■ **Work request**
Only text lines belong in the answer: the lines from the first one in the records through the line with "Locate the weathered", copied exactly.

____ Task inputs

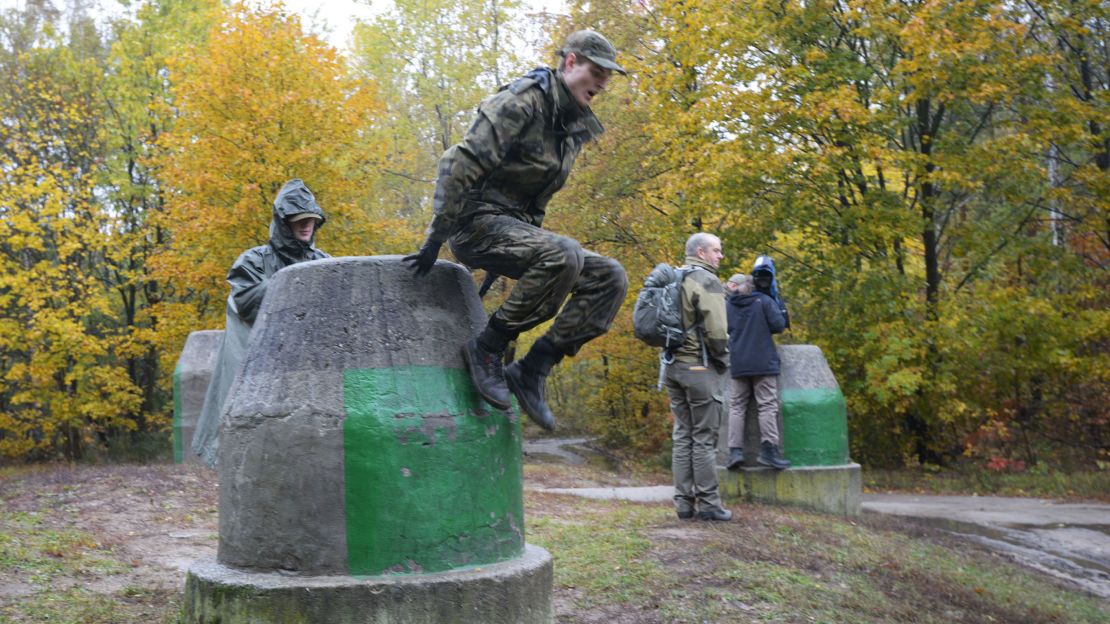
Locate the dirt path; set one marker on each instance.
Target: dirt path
(1069, 541)
(151, 522)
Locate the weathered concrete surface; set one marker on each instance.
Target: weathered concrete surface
(825, 489)
(513, 592)
(191, 379)
(814, 431)
(813, 426)
(1069, 541)
(361, 477)
(282, 500)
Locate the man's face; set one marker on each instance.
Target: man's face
(584, 79)
(710, 253)
(303, 229)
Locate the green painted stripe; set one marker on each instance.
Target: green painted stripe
(178, 454)
(815, 426)
(431, 482)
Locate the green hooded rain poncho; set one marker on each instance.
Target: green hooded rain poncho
(249, 278)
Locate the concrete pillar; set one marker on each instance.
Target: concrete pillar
(191, 378)
(814, 435)
(361, 476)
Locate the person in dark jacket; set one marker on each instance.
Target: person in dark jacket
(296, 218)
(754, 365)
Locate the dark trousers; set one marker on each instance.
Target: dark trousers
(547, 268)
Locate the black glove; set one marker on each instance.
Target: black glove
(491, 278)
(423, 260)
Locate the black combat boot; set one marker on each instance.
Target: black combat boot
(483, 355)
(526, 379)
(735, 459)
(715, 515)
(770, 456)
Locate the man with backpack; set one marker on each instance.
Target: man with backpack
(696, 382)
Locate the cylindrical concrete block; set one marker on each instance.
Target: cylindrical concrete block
(511, 592)
(191, 379)
(353, 441)
(361, 476)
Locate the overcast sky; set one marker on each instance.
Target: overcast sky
(335, 18)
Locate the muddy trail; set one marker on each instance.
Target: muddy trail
(118, 540)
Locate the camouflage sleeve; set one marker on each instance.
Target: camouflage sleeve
(500, 120)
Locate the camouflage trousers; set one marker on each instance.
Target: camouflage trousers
(547, 268)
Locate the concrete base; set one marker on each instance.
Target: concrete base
(512, 592)
(825, 489)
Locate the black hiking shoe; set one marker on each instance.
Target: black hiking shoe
(486, 373)
(528, 389)
(717, 515)
(735, 459)
(770, 456)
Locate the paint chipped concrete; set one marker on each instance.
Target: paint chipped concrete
(191, 378)
(514, 592)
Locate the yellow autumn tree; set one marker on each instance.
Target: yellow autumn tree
(62, 384)
(261, 102)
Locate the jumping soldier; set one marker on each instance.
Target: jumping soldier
(491, 195)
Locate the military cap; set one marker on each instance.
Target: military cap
(594, 47)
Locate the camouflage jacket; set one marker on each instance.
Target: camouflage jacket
(704, 312)
(515, 157)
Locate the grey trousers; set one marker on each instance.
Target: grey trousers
(697, 402)
(766, 393)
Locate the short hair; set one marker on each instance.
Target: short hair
(697, 241)
(744, 283)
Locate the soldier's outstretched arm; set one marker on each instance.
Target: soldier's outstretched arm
(500, 121)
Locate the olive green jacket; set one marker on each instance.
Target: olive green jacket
(704, 316)
(517, 153)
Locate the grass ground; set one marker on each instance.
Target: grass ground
(106, 544)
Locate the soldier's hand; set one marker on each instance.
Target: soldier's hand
(423, 260)
(491, 278)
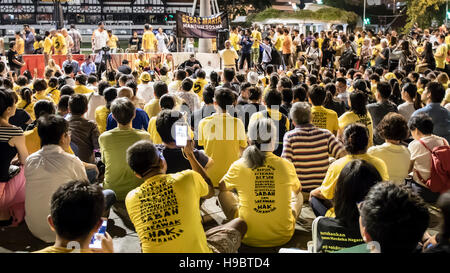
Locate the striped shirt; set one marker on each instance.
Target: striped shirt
(309, 148)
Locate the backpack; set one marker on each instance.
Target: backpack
(281, 128)
(439, 180)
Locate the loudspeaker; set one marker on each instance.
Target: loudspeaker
(222, 36)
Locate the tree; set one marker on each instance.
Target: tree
(423, 12)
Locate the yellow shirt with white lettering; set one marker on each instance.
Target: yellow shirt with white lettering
(329, 183)
(222, 137)
(325, 118)
(350, 117)
(265, 199)
(166, 214)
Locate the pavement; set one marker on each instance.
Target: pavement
(125, 239)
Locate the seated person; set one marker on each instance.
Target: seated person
(113, 145)
(173, 154)
(422, 127)
(75, 216)
(356, 140)
(140, 120)
(392, 220)
(46, 170)
(354, 182)
(173, 223)
(269, 193)
(393, 129)
(440, 243)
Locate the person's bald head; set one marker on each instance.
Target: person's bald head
(125, 92)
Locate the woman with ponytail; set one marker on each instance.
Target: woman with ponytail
(356, 140)
(269, 193)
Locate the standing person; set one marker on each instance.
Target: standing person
(99, 38)
(162, 39)
(287, 49)
(20, 43)
(15, 64)
(229, 56)
(59, 43)
(69, 40)
(257, 39)
(149, 41)
(246, 43)
(29, 39)
(48, 44)
(12, 184)
(76, 38)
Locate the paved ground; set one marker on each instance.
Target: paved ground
(125, 239)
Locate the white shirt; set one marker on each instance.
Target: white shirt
(145, 92)
(422, 157)
(100, 39)
(396, 158)
(406, 109)
(45, 171)
(94, 101)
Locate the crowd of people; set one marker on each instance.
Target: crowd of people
(357, 125)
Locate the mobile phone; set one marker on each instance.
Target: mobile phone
(95, 240)
(181, 134)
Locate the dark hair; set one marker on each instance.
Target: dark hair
(437, 92)
(208, 94)
(160, 89)
(187, 84)
(142, 157)
(51, 128)
(393, 127)
(272, 98)
(78, 104)
(358, 102)
(123, 110)
(299, 93)
(224, 97)
(394, 217)
(76, 209)
(422, 122)
(317, 95)
(356, 138)
(167, 102)
(6, 100)
(67, 90)
(353, 184)
(43, 107)
(110, 95)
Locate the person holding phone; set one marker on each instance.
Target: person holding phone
(76, 216)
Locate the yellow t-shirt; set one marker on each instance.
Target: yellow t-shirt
(59, 43)
(112, 41)
(199, 86)
(325, 118)
(48, 43)
(154, 135)
(148, 41)
(257, 38)
(152, 108)
(20, 43)
(33, 141)
(234, 40)
(440, 61)
(350, 117)
(101, 116)
(329, 183)
(54, 94)
(165, 212)
(265, 199)
(82, 89)
(222, 137)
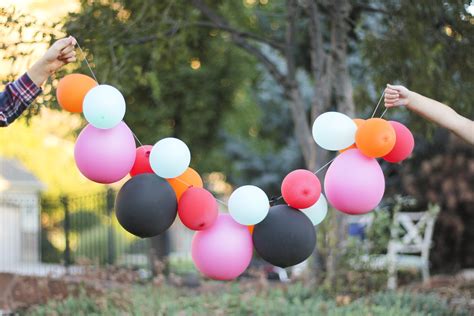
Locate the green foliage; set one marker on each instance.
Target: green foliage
(94, 243)
(175, 79)
(235, 300)
(426, 46)
(83, 220)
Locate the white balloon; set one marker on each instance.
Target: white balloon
(318, 211)
(170, 157)
(248, 205)
(334, 131)
(104, 106)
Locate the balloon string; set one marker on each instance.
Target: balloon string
(136, 138)
(190, 185)
(378, 103)
(87, 63)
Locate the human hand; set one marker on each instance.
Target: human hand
(59, 54)
(396, 96)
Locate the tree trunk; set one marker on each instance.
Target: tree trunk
(160, 247)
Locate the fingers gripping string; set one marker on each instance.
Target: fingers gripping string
(87, 63)
(190, 186)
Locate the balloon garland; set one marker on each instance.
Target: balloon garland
(163, 186)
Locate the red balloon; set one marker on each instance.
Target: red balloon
(142, 162)
(404, 143)
(301, 189)
(197, 208)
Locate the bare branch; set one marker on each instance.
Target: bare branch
(290, 43)
(317, 54)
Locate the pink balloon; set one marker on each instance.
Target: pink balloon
(403, 145)
(105, 155)
(354, 183)
(223, 251)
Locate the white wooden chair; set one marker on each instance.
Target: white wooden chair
(409, 246)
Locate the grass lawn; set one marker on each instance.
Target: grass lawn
(244, 298)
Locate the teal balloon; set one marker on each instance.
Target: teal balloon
(104, 106)
(170, 157)
(318, 211)
(248, 205)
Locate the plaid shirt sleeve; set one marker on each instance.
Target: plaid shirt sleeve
(16, 98)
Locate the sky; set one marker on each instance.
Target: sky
(42, 10)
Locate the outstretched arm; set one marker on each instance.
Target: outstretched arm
(432, 110)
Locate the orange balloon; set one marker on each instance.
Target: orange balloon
(71, 91)
(375, 138)
(250, 228)
(190, 178)
(358, 122)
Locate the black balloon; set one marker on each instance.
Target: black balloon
(146, 205)
(285, 237)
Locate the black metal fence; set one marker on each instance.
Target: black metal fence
(91, 234)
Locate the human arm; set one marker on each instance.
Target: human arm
(432, 110)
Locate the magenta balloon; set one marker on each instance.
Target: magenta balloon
(105, 155)
(354, 183)
(223, 251)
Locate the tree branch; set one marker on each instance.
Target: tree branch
(240, 41)
(317, 55)
(368, 8)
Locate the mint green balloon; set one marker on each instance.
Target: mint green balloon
(104, 106)
(334, 131)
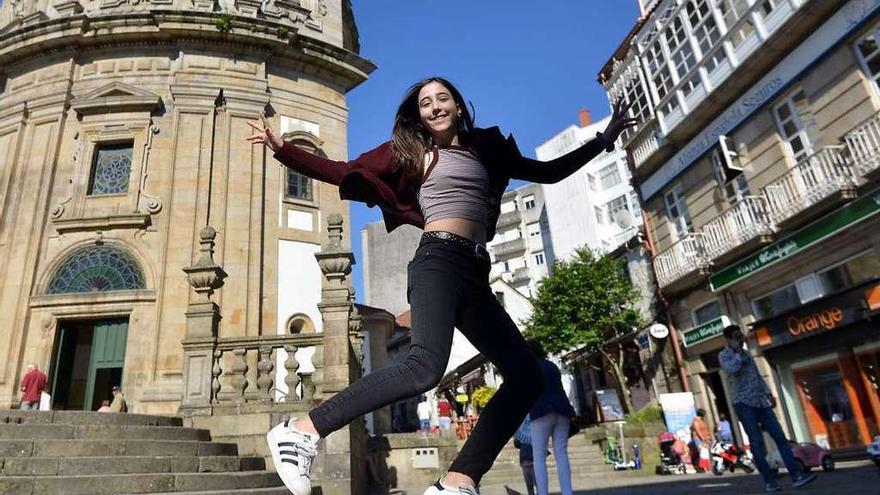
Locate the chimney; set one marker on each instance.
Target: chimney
(584, 117)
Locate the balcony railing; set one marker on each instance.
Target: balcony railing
(812, 180)
(509, 248)
(521, 275)
(863, 145)
(684, 257)
(739, 224)
(509, 218)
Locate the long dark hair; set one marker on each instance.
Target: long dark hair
(409, 138)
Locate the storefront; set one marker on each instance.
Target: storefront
(702, 344)
(827, 357)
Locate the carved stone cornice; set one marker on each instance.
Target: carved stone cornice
(116, 97)
(136, 221)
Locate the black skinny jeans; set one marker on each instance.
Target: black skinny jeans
(448, 287)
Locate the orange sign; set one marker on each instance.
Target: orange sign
(827, 319)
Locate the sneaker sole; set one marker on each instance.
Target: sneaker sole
(276, 457)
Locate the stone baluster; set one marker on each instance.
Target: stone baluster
(239, 375)
(216, 370)
(308, 387)
(264, 374)
(292, 379)
(202, 321)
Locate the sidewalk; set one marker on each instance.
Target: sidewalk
(856, 477)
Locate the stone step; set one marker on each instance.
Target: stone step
(64, 466)
(137, 483)
(96, 448)
(99, 432)
(247, 491)
(16, 416)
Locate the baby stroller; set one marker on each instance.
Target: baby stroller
(671, 462)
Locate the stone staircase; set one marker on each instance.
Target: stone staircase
(88, 453)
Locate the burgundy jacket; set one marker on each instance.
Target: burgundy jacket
(375, 179)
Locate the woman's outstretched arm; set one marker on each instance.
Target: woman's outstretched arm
(559, 168)
(311, 165)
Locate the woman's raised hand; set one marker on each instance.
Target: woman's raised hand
(619, 121)
(264, 134)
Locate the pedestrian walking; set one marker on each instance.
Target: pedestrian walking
(522, 440)
(754, 405)
(440, 173)
(33, 384)
(550, 416)
(423, 410)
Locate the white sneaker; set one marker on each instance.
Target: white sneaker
(439, 489)
(292, 453)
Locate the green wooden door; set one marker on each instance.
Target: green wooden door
(108, 351)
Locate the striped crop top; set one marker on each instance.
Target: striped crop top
(456, 186)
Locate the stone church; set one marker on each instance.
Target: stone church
(144, 242)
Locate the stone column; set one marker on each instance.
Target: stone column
(341, 467)
(202, 320)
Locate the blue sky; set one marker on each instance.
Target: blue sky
(528, 66)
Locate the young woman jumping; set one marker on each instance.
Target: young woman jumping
(442, 174)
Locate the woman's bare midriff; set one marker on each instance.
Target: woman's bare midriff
(460, 226)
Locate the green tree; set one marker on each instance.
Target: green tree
(587, 301)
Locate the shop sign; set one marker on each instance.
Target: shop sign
(826, 315)
(705, 331)
(819, 230)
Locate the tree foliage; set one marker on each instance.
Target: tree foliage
(585, 301)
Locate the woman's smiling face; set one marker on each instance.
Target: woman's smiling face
(438, 111)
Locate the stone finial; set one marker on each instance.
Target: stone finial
(204, 275)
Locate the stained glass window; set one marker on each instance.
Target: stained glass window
(111, 169)
(97, 269)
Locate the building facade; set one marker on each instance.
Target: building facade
(595, 206)
(123, 156)
(756, 158)
(518, 249)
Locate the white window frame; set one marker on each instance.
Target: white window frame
(696, 322)
(797, 119)
(610, 173)
(680, 202)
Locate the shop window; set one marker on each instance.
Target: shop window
(851, 272)
(111, 169)
(707, 313)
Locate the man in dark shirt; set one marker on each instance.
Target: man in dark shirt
(754, 405)
(33, 384)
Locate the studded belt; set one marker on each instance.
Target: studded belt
(473, 246)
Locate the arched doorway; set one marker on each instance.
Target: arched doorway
(89, 354)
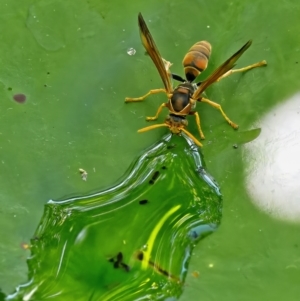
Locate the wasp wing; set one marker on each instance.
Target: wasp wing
(152, 50)
(225, 67)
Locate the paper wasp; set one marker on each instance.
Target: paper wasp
(182, 100)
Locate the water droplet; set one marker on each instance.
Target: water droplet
(131, 51)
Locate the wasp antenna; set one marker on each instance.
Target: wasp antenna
(177, 77)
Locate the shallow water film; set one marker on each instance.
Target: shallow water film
(132, 241)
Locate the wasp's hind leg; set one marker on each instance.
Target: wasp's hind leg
(259, 64)
(198, 123)
(154, 91)
(217, 106)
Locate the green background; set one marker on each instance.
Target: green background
(70, 59)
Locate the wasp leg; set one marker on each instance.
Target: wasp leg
(217, 106)
(157, 113)
(152, 127)
(259, 64)
(155, 91)
(192, 137)
(198, 124)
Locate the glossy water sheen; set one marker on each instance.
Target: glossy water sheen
(132, 241)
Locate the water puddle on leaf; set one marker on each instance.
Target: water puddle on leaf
(132, 241)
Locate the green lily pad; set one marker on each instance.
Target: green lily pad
(74, 69)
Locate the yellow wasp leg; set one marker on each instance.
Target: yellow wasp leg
(198, 124)
(155, 91)
(157, 113)
(192, 137)
(217, 106)
(259, 64)
(152, 127)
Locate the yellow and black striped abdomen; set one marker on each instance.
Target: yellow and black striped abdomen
(196, 60)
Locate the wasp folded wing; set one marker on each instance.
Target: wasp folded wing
(225, 67)
(152, 50)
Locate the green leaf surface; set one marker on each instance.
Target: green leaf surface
(132, 241)
(70, 60)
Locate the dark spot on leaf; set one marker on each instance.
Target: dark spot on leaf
(125, 267)
(143, 202)
(20, 98)
(171, 146)
(154, 177)
(140, 256)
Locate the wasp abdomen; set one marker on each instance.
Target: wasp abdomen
(196, 60)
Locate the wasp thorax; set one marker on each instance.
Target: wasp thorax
(176, 123)
(196, 60)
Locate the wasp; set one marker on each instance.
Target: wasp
(183, 99)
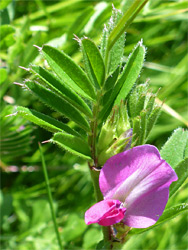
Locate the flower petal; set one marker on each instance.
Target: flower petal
(146, 211)
(138, 166)
(105, 213)
(140, 179)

________

■ **Response to this exercise**
Locate the dirt path; set one marker on each instance.
Target: dirt path
(1069, 541)
(151, 522)
Locate the weathered concrete surface; set one marker on each instance.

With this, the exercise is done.